- **AUFGABE**:
Wie lautet in der Buchbesprechung der Abschnitt, der mit den Worten „Und damit ist“ einsetzt und mit „bei allen Gemeinsamkeiten.“ schließt? Schreiben Sie ihn wortgetreu ab.

- **TEXTAUSZUG**:
###

Das Idol brennt! Und nicht nur das, auch Akaris Herz steht in Flammen. Und zwar ganz anders, als ich es kenne. Erahnt habe. Mir vorstellen konnte. Denn Akari ist ein Fan – mit jeder Faser ihres Herzens, ihrem gesamten Geist, Körper, jedem einzelnen Yen, den sie mühevoll verdient.
Und damit ist Akari nicht allein. Denn Masaki ist Mitglied einer Idolband, und um dem eigenen Star nahe zu sein, ist voller Einsatz gefragt – in einem System, das vor allem auf der finanziellen Ausbeutung seiner zumeist Anhängerinnen aufgebaut ist. Seien es Beliebtheitswahlen unter den Bandmitgliedern, deren Stimmabgabe von den Fans teuer erkauft ist, sei es ein ausgefeiltes Merchandising, das hohe Geldausgaben ermöglicht und einfordert – auch die japanische und die europäische Popkultur unterscheiden sich bei allen Gemeinsamkeiten.
Das dürfte wenig überraschen, doch erscheint aus dem europäischen und eurozentristischen Blick K-Pop in seinem Fandasein intensiver, extremer und womöglich auch gefährlich. Für Akari ist es dies zumindest, denn ihr eigenes Leben und Sozialleben sind kaum noch existent, werden von ihr selbst für den Support von Masaki zurückgestellt. Und als in Folge eines Skandals ihr Idol „in Flammen steht“, ist Akari bereit, ihr Letztes zu geben, um seine Beliebtheit zu retten.
Rin Usami gestattet uns einen Einblick in die Psyche eines jungen Menschen, der Halt und Orientierung verloren hat und sich an einen Popstar klammert, um Sinnhaftigkeit in der eigenen Existenz zu erfahren. So fremd und verstörend die Geschichte ist, so bedrückend und traurig wirkt sie auf mich. Und hat mich mit vielen Fragen und auch Neugier auf eine für mich wenig bekannte Kultur zurückgelassen. Ein wenig mehr Tiefe – das hätte ich mir an der einen oder anderen Stelle erhofft, doch dafür ermöglichen die 125 Seiten ein kompaktes, zentriertes Leseerlebnis. Kürzer als so manche Bühnenshow, länger als ein Skandal, der aufflackert und wieder erlischt.

###

- **Daten zur Objektverortung in natürlicher Sprache**:
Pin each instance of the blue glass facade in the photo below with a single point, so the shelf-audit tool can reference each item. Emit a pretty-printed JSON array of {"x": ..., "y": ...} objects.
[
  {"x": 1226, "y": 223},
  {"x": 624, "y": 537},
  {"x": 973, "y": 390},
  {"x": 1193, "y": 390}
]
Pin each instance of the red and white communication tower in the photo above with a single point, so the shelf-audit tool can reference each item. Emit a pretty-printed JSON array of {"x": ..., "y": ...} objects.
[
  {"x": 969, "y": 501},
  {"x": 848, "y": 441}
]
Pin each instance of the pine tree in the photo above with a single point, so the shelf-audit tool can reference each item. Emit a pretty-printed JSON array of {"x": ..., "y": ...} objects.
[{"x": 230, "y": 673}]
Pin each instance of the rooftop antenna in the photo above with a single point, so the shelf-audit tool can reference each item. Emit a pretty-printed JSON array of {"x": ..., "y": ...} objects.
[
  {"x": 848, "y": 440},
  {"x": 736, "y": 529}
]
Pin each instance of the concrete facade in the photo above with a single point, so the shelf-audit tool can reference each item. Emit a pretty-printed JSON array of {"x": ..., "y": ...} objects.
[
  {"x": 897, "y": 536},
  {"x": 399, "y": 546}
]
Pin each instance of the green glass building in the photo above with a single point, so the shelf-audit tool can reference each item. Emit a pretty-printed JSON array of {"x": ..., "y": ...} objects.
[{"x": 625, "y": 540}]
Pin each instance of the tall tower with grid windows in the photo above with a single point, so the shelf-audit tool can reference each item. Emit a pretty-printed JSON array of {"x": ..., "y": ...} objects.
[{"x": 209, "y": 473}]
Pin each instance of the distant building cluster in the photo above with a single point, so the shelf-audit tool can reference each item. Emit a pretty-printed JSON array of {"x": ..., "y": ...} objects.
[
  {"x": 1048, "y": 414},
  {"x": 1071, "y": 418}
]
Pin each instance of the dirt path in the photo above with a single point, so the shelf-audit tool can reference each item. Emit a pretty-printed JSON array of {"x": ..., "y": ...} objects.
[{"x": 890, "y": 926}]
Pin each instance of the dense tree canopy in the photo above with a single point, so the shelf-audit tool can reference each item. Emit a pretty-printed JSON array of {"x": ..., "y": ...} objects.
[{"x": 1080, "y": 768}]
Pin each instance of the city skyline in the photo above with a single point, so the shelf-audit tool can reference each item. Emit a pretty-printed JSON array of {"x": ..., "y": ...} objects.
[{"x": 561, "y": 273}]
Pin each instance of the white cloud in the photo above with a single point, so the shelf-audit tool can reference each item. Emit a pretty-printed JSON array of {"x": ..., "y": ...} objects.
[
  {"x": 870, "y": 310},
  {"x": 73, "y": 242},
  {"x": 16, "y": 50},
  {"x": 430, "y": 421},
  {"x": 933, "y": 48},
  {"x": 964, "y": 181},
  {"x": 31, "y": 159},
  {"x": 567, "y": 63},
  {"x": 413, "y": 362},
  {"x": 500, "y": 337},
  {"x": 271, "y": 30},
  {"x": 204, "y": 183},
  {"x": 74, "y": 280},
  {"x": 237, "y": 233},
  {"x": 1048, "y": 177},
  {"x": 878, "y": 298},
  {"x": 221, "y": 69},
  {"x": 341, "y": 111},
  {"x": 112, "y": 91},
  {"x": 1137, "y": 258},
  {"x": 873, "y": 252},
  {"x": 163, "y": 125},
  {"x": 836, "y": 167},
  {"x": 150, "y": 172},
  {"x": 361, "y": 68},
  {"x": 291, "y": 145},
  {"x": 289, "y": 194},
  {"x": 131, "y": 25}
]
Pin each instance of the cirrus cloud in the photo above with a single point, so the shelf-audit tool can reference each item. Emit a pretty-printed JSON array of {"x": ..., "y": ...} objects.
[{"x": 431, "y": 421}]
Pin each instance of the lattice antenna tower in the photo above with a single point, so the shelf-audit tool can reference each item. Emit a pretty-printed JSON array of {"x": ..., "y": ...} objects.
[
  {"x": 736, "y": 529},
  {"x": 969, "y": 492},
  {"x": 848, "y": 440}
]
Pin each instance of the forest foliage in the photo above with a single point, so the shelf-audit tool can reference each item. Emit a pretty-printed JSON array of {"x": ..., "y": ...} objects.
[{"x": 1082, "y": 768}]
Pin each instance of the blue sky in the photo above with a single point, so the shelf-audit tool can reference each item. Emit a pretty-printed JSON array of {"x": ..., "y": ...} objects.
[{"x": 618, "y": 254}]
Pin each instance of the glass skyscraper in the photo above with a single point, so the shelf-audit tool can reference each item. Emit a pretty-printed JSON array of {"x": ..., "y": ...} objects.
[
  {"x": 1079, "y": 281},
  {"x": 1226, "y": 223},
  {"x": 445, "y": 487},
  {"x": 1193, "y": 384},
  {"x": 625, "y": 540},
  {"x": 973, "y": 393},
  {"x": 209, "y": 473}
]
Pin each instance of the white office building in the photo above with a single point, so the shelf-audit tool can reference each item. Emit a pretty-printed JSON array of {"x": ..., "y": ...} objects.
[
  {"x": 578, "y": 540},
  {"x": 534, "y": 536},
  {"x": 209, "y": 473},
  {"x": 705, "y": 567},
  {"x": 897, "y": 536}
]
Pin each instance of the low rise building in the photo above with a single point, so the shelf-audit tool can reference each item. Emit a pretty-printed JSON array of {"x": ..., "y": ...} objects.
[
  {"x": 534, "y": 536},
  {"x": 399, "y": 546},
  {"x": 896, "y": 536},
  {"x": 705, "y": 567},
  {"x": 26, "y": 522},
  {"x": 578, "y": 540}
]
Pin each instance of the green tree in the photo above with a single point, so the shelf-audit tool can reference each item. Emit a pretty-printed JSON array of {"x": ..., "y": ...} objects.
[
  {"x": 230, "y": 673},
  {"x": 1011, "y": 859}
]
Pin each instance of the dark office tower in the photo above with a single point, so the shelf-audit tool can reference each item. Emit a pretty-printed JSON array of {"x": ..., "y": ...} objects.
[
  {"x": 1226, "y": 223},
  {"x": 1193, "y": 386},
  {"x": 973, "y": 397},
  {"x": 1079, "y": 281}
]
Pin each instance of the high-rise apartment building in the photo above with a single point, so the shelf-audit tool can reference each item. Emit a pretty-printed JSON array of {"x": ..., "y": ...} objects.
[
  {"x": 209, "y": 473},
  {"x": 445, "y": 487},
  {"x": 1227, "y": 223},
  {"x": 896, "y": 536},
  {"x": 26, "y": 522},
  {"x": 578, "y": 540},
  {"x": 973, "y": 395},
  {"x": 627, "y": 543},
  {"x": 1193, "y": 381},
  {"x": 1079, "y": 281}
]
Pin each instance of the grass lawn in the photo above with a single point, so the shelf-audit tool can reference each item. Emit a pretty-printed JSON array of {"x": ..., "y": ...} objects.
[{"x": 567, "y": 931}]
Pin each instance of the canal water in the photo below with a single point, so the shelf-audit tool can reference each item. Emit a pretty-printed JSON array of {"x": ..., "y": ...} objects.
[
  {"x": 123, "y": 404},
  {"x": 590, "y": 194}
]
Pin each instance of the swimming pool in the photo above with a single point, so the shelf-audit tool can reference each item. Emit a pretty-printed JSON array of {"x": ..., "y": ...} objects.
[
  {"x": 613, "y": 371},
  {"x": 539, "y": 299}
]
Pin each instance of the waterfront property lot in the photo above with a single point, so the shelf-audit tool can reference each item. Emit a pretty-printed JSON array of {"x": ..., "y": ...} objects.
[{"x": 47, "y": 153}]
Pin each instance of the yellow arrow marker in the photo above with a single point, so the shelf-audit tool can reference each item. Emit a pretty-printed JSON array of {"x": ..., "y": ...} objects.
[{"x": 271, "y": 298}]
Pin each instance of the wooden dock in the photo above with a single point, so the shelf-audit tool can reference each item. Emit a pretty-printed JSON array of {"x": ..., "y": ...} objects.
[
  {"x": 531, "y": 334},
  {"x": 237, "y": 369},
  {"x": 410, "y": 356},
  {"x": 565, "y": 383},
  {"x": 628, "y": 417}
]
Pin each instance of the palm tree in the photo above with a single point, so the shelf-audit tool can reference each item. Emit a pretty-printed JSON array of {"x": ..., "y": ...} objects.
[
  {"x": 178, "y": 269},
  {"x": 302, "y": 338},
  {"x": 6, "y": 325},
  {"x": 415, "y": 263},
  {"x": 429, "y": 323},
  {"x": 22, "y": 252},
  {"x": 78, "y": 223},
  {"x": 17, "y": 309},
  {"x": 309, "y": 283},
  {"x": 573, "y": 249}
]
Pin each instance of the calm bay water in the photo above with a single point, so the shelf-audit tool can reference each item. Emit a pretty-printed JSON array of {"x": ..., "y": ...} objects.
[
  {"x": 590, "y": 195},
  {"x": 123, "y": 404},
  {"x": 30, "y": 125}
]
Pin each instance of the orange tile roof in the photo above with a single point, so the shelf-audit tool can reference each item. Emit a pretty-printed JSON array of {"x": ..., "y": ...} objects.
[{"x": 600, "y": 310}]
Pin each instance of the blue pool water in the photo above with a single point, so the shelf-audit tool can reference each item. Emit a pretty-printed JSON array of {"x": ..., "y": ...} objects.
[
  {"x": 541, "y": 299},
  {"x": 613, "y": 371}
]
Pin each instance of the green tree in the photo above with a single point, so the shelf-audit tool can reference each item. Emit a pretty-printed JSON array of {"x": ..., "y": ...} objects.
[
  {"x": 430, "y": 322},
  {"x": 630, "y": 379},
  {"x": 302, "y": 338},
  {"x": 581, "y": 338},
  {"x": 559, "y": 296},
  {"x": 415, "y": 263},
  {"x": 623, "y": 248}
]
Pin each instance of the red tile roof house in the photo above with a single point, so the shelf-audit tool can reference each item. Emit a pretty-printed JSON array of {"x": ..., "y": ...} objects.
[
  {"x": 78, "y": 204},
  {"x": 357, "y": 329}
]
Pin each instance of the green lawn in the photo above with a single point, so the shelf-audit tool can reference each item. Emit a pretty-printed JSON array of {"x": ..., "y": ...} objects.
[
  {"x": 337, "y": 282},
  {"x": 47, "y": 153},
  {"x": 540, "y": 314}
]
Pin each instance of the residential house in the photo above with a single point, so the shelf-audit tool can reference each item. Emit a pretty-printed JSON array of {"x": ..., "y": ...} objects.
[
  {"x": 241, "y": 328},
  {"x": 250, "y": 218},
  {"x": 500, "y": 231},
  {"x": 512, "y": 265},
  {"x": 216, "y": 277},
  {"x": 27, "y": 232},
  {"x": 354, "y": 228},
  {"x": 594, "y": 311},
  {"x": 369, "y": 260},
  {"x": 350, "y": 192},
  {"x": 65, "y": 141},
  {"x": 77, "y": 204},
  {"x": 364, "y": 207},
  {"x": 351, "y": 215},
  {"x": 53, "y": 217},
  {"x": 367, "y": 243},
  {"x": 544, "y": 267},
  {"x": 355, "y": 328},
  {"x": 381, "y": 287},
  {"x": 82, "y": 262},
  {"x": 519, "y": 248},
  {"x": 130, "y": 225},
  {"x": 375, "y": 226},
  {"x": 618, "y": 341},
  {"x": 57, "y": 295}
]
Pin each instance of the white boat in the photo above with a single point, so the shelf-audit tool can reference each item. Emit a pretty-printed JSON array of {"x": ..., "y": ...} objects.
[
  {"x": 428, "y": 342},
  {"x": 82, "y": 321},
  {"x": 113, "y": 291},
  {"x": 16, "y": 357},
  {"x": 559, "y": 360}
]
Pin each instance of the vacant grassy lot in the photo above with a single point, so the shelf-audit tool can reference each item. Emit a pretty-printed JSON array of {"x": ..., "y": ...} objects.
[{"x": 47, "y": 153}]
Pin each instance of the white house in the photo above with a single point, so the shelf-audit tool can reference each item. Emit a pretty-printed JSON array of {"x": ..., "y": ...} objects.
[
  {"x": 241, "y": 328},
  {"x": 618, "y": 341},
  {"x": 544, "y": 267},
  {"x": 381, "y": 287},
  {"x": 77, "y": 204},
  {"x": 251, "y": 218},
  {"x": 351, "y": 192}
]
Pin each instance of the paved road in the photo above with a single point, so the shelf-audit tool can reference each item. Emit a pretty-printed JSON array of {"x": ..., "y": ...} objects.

###

- **ANTWORTFELD**:
Und damit ist Akari nicht allein. Denn Masaki ist Mitglied einer Idolband, und um dem eigenen Star nahe zu sein, ist voller Einsatz gefragt – in einem System, das vor allem auf der finanziellen Ausbeutung seiner zumeist Anhängerinnen aufgebaut ist. Seien es Beliebtheitswahlen unter den Bandmitgliedern, deren Stimmabgabe von den Fans teuer erkauft ist, sei es ein ausgefeiltes Merchandising, das hohe Geldausgaben ermöglicht und einfordert – auch die japanische und die europäische Popkultur unterscheiden sich bei allen Gemeinsamkeiten.